**Directions:**
Reproduce each of the records below word for word, leaving nothing out and changing nothing.

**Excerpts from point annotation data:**

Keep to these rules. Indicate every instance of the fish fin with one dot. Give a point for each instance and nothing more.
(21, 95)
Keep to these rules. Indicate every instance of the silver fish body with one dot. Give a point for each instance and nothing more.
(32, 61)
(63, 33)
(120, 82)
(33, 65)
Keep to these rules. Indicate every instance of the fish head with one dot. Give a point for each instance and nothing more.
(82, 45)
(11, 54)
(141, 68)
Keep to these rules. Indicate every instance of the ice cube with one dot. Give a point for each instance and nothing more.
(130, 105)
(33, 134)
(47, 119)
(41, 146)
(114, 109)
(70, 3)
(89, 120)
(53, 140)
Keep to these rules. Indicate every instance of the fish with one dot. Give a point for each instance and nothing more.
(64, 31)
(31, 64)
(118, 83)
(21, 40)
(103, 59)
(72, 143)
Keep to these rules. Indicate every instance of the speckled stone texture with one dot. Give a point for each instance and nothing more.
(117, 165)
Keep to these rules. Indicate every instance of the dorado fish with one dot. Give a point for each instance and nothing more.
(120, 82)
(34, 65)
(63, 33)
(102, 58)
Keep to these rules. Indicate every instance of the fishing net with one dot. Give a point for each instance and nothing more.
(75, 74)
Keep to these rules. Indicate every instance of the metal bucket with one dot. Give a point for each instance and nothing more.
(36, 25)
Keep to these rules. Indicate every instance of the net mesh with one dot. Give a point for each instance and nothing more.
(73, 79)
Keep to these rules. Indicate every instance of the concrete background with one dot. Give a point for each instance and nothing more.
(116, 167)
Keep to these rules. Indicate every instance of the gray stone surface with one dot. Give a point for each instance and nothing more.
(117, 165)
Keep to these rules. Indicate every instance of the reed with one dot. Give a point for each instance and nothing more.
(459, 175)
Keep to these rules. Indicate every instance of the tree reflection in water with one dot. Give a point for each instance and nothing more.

**Result:**
Keep to these rules. Indicate every instance of the fish fin with one dot. Give a point for each instance and nothing more.
(21, 95)
Keep to these rules. Indicate every instance of the silver fish body with one dot. Give a point for each instance and nothing more.
(32, 61)
(63, 33)
(120, 82)
(33, 65)
Keep to these rules. Indicate every instance of the fish head with one dot. Give a point for each instance and nothing more.
(82, 45)
(11, 54)
(141, 68)
Keep to these rules. Indicate every instance of the ice cube with one dot. Give a point for each instance and nothing more.
(130, 105)
(33, 134)
(47, 119)
(41, 146)
(114, 109)
(70, 3)
(89, 120)
(53, 140)
Keep to these rules. Indicate every instance of the fish with one dot. Give a point for each instance and nothing more.
(64, 31)
(31, 64)
(118, 83)
(21, 40)
(103, 59)
(72, 143)
Keep to these rules. Indicate every instance of the speckled stone texture with one dot. Give a point for each instance and nothing more.
(117, 165)
Keep to these rules. Indicate every instance of the dorado fish with one dot. Give a point for each instance and nothing more.
(120, 82)
(34, 65)
(63, 33)
(102, 58)
Keep to these rules. Indicate every instance of the fishing net with one dot. Give a point for each instance and nothing more.
(75, 74)
Keep to these rules. Indicate every instance of the metal bucket with one dot. Give a point for each instance and nothing more.
(36, 25)
Keep to these rules. Indicate every instance of the net mesh with one dot. Give a point for each instance and nothing more.
(73, 79)
Keep to these rules. Indicate every instance of the concrete background with one dot. Give a point for each instance and nothing more.
(116, 167)
Keep to these rules. Indicate every instance of the gray stone surface with one dot. Give a point for each instance and nothing more.
(117, 165)
Keep to these rules. Indicate every instance of the reed with one dot. Give a point for each instance and nothing more.
(459, 175)
Keep to these rules. Indicate every instance of the tree reflection in water with one dot. Give a point for each instance and nothing more.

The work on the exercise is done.